Work to be completed:
List every line of the material below that contains the word "trap", copying each line in full.

Data listing:
= = = = =

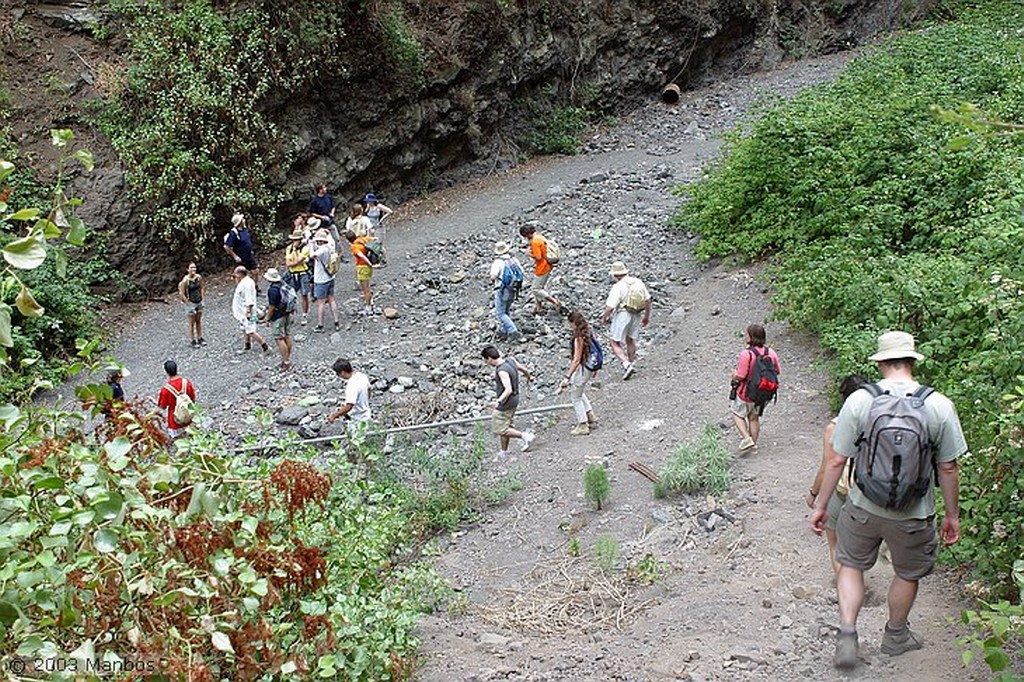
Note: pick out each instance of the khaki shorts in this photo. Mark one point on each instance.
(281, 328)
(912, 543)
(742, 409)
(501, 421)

= = = = =

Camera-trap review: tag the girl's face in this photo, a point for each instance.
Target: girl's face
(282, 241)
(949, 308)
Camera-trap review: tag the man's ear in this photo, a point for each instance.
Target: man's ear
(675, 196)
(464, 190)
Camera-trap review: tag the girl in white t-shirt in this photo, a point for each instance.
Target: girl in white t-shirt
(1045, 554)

= = = = =

Finished task:
Camera-trap review: tag the girl's face in this photo, a point for each instance.
Camera-trap review: tag the man's ear in this photo, a point for each instance.
Camera-trap review: tag the girl in white t-shirt in this photo, a point for each instance.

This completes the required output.